What is being asked:
Rewrite the passage of the PhASE-Flow text below from "Crucially, PhASE-Flow attains" up to and including "lengthy iterative sampling.", changing "four" to "eight".

____ Text segment

PhASE-Flow consists of three principal modules:

  • WavLM Encoder: Frozen, used to extract acoustic (lower-layer) and phonetic (upper-layer) representations from noisy speech.
  • DiT-based Flow Matching Module: Trains to model the manifold of clean acoustic SSL representations conditioned on phonetic SSL representations. The generative process is formulated as an ODE, leveraging optimal transport conditional vector fields.
  • Neural Vocoder (Vocos): Maps enhanced acoustic SSL features back to waveform space, trained independently for optimal fidelity.

The DiT-based backbone ingests noisy acoustic and phonetic representations, intermediate latent states, and flow step indices, with random acoustic feature dropout during training to encourage robust conditioning. Training utilizes the "x-pred" loss (direct mapping to clean acoustic representations), yielding stable convergence and improved performance.

Representational Advantages and Modeling Efficacy

PhASE-Flow's design exploits the structured hierarchy within SSL representations. Acoustic embeddings provide granularity essential for perceptual reconstruction and speaker similarity, while phonetic embeddings supply coherent linguistic conditioning. Operating solely in the SSL domain circumvents the pitfalls of Mel and STFT—loss of phase, entanglement, heavy-tailed distributions, and representational mismatch—improving both modeling stability and output quality.

Ablation studies confirm that SSL acoustic domain modeling provides superior perceptual metrics compared to Mel (Flow-M) or STFT (Flow-S) domains. Phonetic-only variants (Flow-P) improve linguistic metrics but degrade speaker similarity, while flow matching with Mel-phonetic conditioning (Flow-M-P) underperforms SSL-domain modeling in overall quality. The use of a neural vocoder as a generative prior further enhances perceptual quality, outperforming vocoder-free baselines.

Experimental Results and Benchmarking

Evaluations on the DNS 2020 synthetic test sets demonstrate that PhASE-Flow achieves or surpasses state-of-the-art performance across multiple axes:

  • Perceptual Quality (DNSMOS, UTMOS): PhASE-Flow consistently achieves high DNSMOS (3.40–3.36) and leads in UTMOS (4.11–3.81).
  • Representation Similarity (SpeechBERTScore, LPS, SpkSim): Achieves top SBS (0.93–0.85), LPS (0.97–0.90), and competitive SpkSim (0.94–0.75), confirming robust preservation of both linguistic content and speaker identity.
  • Linguistic Integrity (dWER): Exhibits lowest hallucination rates for generative models (2.79–13.19% dWER), outperforming diffusion and LLM-based baselines that frequently degrade transcription accuracy.

Crucially, PhASE-Flow attains these results using only four ODE sampling steps, dramatically improving inference efficiency compared to diffusion-based approaches requiring lengthy iterative sampling.

Implications and Future Directions

PhASE-Flow demonstrates the practical advantage of generative modeling within the SSL representation domain, aligning semantic and acoustic spaces for structured speech enhancement. The results underscore the efficacy of FM applied to SSL features, bridging existing gaps between perceptual quality, speaker similarity, and linguistic fidelity. This approach mitigates the prevalent hallucination artifacts of generative paradigms and drastically reduces inference latency.

Theoretically, this framework sets a precedent for leveraging hierarchical SSL embeddings as principal modeling substrates for generative audio processing. Practically, its efficiency and robustness position PhASE-Flow for deployment in real-time speech enhancement systems and extension to broader speech tasks, such as separation, restoration, and multimodal generation. As SSL models and generative transport frameworks evolve, further optimization and adaptation can be anticipated for low-latency, high-fidelity speech technologies.

Conclusion

PhASE-Flow introduces a fundamentally novel SE paradigm wherein flow matching operates exclusively within the SSL representation domain, specifically modeling acoustic representations conditioned on phonetic context. The method achieves superior perceptual quality, speaker similarity, and linguistic integrity with minimal computational overhead. Its contributions delineate a clear advantage for hierarchical SSL representation modeling, offering both theoretical refinement and formidable practical gains in generative speech enhancement (2606.17806).

________
____ Supplied information

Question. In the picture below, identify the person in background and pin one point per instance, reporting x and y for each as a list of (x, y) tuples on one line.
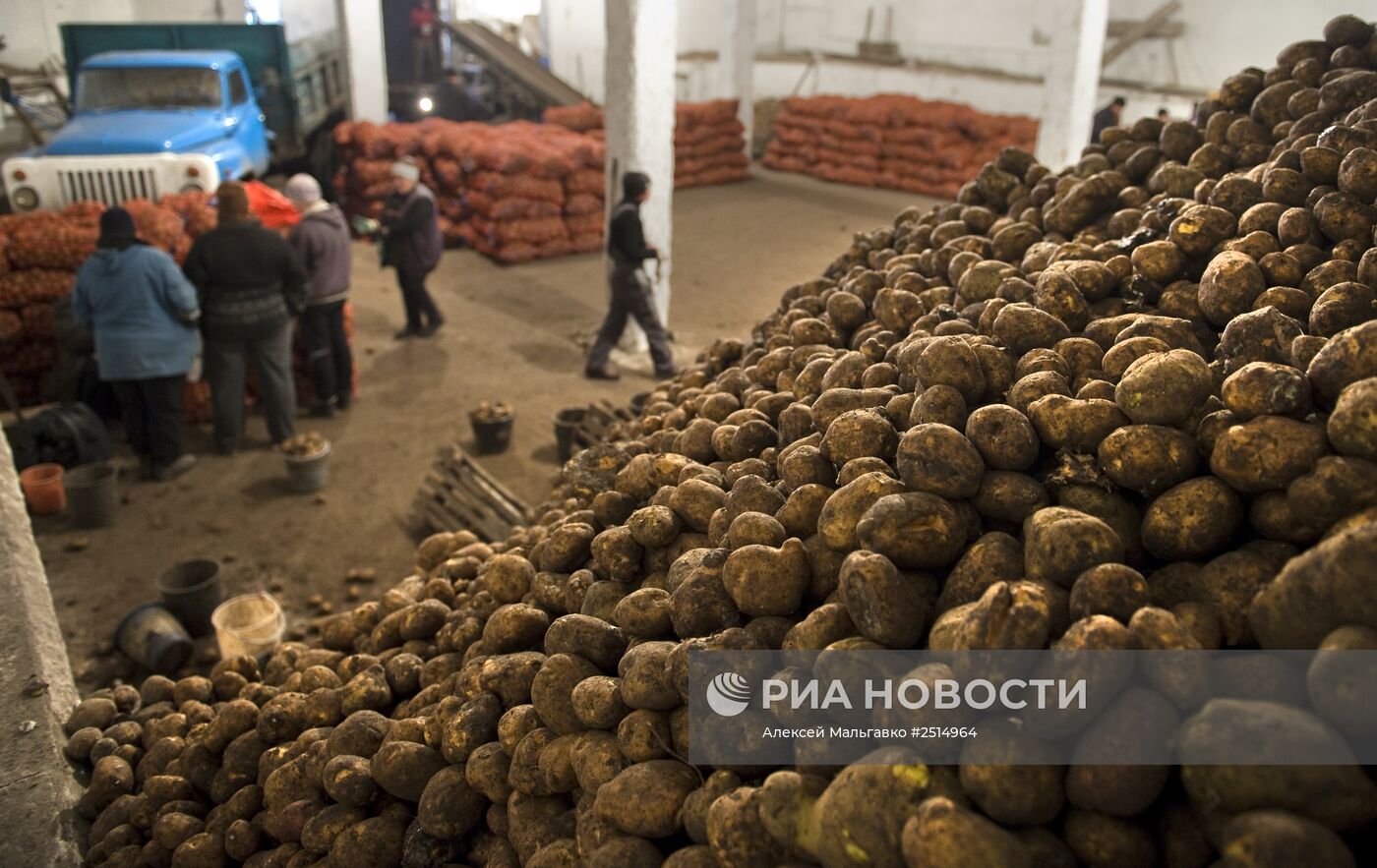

________

Solution to this exercise:
Crucially, PhASE-Flow attains these results using only eight ODE sampling steps, dramatically improving inference efficiency compared to diffusion-based approaches requiring lengthy iterative sampling.